(EXERCISE): Without leaving out a single line, copy the records exactly.

═════ MATERIAL FOR THIS EXERCISE

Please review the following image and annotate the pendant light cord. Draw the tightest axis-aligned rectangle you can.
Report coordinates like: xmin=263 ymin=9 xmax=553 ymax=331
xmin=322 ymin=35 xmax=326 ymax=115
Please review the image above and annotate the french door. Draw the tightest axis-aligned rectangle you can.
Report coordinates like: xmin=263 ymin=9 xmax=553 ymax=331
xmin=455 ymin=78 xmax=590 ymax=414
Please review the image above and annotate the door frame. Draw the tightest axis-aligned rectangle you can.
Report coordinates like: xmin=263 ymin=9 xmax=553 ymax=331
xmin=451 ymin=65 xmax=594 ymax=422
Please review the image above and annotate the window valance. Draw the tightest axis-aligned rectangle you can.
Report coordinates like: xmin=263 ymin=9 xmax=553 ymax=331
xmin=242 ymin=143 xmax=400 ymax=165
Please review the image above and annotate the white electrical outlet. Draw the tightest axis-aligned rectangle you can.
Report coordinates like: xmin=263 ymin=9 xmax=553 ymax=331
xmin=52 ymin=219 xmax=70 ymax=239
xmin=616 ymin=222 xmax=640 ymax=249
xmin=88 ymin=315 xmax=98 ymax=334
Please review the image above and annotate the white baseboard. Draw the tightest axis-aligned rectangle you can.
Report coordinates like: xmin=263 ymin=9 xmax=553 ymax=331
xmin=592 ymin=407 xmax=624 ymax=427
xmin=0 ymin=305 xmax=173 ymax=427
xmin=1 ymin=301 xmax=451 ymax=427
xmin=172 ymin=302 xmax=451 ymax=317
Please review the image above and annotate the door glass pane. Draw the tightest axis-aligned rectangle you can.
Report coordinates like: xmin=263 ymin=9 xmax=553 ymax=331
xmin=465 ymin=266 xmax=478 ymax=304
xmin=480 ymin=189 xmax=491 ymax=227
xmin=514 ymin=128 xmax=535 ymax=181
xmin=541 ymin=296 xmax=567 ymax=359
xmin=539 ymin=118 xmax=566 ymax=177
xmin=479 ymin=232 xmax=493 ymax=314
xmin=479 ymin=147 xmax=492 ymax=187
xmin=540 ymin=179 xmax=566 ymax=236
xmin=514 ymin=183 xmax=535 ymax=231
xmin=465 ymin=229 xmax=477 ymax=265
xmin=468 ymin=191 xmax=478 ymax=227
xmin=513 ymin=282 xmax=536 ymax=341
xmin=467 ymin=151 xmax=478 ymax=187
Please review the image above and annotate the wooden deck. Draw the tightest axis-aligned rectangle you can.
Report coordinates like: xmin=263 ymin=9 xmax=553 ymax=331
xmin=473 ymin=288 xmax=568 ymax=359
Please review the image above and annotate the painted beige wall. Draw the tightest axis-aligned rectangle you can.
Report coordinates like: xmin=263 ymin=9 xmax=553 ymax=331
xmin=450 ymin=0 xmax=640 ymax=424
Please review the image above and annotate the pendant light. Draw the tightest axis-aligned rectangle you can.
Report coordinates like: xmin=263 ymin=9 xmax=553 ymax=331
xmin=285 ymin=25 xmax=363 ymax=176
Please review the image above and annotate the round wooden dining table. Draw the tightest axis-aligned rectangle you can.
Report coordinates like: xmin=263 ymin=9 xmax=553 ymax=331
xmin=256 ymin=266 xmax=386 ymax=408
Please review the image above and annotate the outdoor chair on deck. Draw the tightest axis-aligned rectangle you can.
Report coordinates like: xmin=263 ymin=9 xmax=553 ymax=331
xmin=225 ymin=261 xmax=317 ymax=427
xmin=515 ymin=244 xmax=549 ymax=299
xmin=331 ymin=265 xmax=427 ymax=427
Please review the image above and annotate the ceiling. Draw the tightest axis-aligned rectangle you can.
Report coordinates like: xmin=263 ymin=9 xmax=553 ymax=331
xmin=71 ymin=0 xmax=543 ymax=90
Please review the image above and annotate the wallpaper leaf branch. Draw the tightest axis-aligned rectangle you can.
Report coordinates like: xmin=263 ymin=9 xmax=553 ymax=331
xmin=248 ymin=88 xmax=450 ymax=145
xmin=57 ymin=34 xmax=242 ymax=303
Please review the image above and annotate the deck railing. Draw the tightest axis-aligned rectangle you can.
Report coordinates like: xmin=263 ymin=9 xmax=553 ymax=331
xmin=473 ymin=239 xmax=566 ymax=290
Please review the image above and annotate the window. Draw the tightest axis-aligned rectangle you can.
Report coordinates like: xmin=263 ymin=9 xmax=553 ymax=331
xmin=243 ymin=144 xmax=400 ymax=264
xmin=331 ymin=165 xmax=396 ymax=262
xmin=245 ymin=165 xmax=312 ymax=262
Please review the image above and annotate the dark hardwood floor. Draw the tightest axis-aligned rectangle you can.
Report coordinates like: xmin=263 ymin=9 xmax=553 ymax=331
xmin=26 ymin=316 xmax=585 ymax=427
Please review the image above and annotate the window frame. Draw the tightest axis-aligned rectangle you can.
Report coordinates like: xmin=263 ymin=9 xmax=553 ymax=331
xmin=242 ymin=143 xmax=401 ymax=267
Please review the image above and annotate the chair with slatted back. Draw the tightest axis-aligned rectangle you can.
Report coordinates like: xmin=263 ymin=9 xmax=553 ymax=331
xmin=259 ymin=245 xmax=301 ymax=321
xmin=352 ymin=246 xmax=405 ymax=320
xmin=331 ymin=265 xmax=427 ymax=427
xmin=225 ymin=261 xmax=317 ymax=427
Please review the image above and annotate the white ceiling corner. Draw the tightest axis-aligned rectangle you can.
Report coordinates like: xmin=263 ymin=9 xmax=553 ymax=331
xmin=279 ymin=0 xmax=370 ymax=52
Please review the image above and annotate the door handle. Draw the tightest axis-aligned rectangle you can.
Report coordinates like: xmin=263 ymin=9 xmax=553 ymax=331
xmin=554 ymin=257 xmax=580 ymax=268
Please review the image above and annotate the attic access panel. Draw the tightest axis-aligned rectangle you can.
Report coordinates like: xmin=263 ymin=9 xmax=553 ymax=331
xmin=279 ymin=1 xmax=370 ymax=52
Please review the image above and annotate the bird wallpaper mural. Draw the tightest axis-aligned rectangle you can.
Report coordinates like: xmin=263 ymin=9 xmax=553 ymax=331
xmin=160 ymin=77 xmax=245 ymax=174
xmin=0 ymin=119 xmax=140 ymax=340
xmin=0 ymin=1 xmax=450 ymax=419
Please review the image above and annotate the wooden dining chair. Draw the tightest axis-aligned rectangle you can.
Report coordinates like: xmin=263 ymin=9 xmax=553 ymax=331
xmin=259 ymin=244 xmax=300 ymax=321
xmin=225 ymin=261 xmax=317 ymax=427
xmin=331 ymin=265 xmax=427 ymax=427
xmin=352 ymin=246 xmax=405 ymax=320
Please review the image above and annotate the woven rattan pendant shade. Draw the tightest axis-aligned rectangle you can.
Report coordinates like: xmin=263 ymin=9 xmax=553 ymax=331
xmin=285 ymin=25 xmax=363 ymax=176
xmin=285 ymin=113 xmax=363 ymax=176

══════════

(PROBLEM SOLUTION):
Please review the following image and annotate the pendant light cord. Draw the tightest axis-aligned rectangle you can.
Report coordinates like: xmin=263 ymin=9 xmax=553 ymax=331
xmin=322 ymin=35 xmax=326 ymax=115
Please review the image above and annotate the french door. Draw the tightest axis-aligned rectangle you can.
Report coordinates like: xmin=263 ymin=9 xmax=553 ymax=331
xmin=455 ymin=78 xmax=590 ymax=414
Please review the image above and annotate the door frame. Draw the tightest axis-aligned rectangle you can.
Report coordinates like: xmin=263 ymin=9 xmax=553 ymax=331
xmin=451 ymin=65 xmax=594 ymax=422
Please review the image above and annotate the window valance. Draw the tightest axis-aligned rectangle you can.
Report coordinates like: xmin=263 ymin=9 xmax=553 ymax=331
xmin=242 ymin=143 xmax=400 ymax=165
Please review the image above and annotate the white electrical outlet. Draw the tightest axis-aligned rectangle you can.
Report coordinates like: xmin=263 ymin=9 xmax=553 ymax=331
xmin=52 ymin=219 xmax=70 ymax=239
xmin=616 ymin=222 xmax=640 ymax=249
xmin=88 ymin=315 xmax=98 ymax=334
Please review the image above and annotate the white baseboard. Draw the tightest axis-aligned rectangle you can.
Report coordinates like: xmin=263 ymin=9 xmax=553 ymax=331
xmin=592 ymin=407 xmax=624 ymax=427
xmin=0 ymin=305 xmax=173 ymax=427
xmin=1 ymin=301 xmax=451 ymax=427
xmin=172 ymin=302 xmax=451 ymax=317
Please review the image above and annotate the door glass pane. Draw the tightest axis-aligned rectangle you can.
Report coordinates like: xmin=263 ymin=9 xmax=553 ymax=331
xmin=465 ymin=266 xmax=478 ymax=304
xmin=480 ymin=189 xmax=491 ymax=227
xmin=514 ymin=128 xmax=535 ymax=181
xmin=541 ymin=296 xmax=567 ymax=359
xmin=539 ymin=118 xmax=566 ymax=177
xmin=479 ymin=232 xmax=493 ymax=314
xmin=479 ymin=147 xmax=492 ymax=187
xmin=540 ymin=179 xmax=566 ymax=236
xmin=514 ymin=183 xmax=535 ymax=231
xmin=465 ymin=229 xmax=477 ymax=265
xmin=468 ymin=191 xmax=478 ymax=227
xmin=513 ymin=282 xmax=536 ymax=341
xmin=467 ymin=151 xmax=478 ymax=187
Please review the image above and annotate the wooden deck. Draw the tightest axis-aligned rectangle you can.
Report coordinates like: xmin=263 ymin=9 xmax=553 ymax=331
xmin=473 ymin=288 xmax=568 ymax=359
Please review the image above and annotate the painted beige wall. Draw the tightest axis-aligned rectangle you can.
Report coordinates like: xmin=263 ymin=9 xmax=553 ymax=331
xmin=450 ymin=0 xmax=640 ymax=424
Please review the image above and annotate the pendant light. Draw the tightest axis-aligned rectangle you can.
Report coordinates like: xmin=263 ymin=9 xmax=553 ymax=331
xmin=285 ymin=25 xmax=363 ymax=176
Please review the image above and annotate the round wooden dining table. Draw the tightest axis-aligned rectangle you can.
Report coordinates like: xmin=263 ymin=9 xmax=553 ymax=331
xmin=256 ymin=266 xmax=386 ymax=408
Please review the image above and annotate the outdoor chair on deck. Draw the tightest axis-aligned rectangle you can.
Report coordinates like: xmin=263 ymin=9 xmax=553 ymax=331
xmin=225 ymin=261 xmax=317 ymax=427
xmin=515 ymin=244 xmax=549 ymax=299
xmin=331 ymin=265 xmax=427 ymax=427
Please review the image above and annotate the ceiling. Draw the tightest axis-aligned rectangle you can.
Report coordinates like: xmin=263 ymin=9 xmax=553 ymax=331
xmin=71 ymin=0 xmax=543 ymax=90
Please review the image above and annotate the wallpaper leaf branch. Draw the tightest axis-aligned rectangle you can.
Report coordinates like: xmin=263 ymin=9 xmax=553 ymax=331
xmin=248 ymin=88 xmax=450 ymax=145
xmin=57 ymin=34 xmax=242 ymax=303
Please review the image above and annotate the deck railing. Draw the tightest axis-aligned rectangle you can.
Report coordinates like: xmin=263 ymin=9 xmax=553 ymax=331
xmin=473 ymin=239 xmax=566 ymax=290
Please review the image above and annotate the window. Draw the tightest axis-aligned rectangle you can.
Report coordinates like: xmin=263 ymin=9 xmax=553 ymax=331
xmin=243 ymin=144 xmax=400 ymax=264
xmin=331 ymin=165 xmax=396 ymax=262
xmin=245 ymin=165 xmax=312 ymax=262
Please review the image above and annotate the dark hardwood floor. Draw the tightest axis-aligned rectangle you can.
Report coordinates like: xmin=263 ymin=9 xmax=553 ymax=331
xmin=26 ymin=316 xmax=585 ymax=427
Please review the image above and annotate the window frame. Draw the tightest axis-aligned rectangle you can.
Report coordinates like: xmin=263 ymin=9 xmax=553 ymax=331
xmin=242 ymin=143 xmax=401 ymax=267
Please review the image above and annotate the chair with slatted back. Draw the tightest axis-aligned rectangle you can.
Report coordinates like: xmin=263 ymin=9 xmax=553 ymax=331
xmin=259 ymin=245 xmax=301 ymax=321
xmin=352 ymin=246 xmax=405 ymax=320
xmin=331 ymin=265 xmax=427 ymax=427
xmin=225 ymin=261 xmax=317 ymax=427
Please review the image above and annotate the white ceiling corner. Draw the tightest axis-aligned rectangle you can.
Report coordinates like: xmin=263 ymin=9 xmax=553 ymax=331
xmin=279 ymin=0 xmax=370 ymax=52
Please review the image above and annotate the door handle. Draw the tightest axis-aligned rectangle you can.
Report coordinates like: xmin=263 ymin=9 xmax=553 ymax=331
xmin=554 ymin=257 xmax=580 ymax=268
Please review the image above and annotate the attic access panel. Draw the tightest axis-aligned rectangle you can.
Report coordinates like: xmin=263 ymin=9 xmax=553 ymax=331
xmin=279 ymin=1 xmax=370 ymax=52
Please review the image above and annotate the bird wallpaper mural. Draw the tightest axis-aligned rectangle you can.
Report coordinates like: xmin=263 ymin=9 xmax=553 ymax=331
xmin=160 ymin=77 xmax=245 ymax=174
xmin=0 ymin=119 xmax=140 ymax=340
xmin=0 ymin=1 xmax=450 ymax=419
Please review the image above and annotate the wooden dining chair. Draw the tightest axis-aligned rectangle you can.
Report coordinates like: xmin=263 ymin=9 xmax=553 ymax=331
xmin=259 ymin=244 xmax=300 ymax=321
xmin=225 ymin=261 xmax=317 ymax=427
xmin=331 ymin=265 xmax=427 ymax=427
xmin=352 ymin=246 xmax=405 ymax=320
Please review the image above and annotate the woven rattan pendant shade. Draw the tightest axis-aligned rectangle you can.
Report coordinates like: xmin=263 ymin=9 xmax=553 ymax=331
xmin=285 ymin=25 xmax=363 ymax=176
xmin=285 ymin=113 xmax=363 ymax=176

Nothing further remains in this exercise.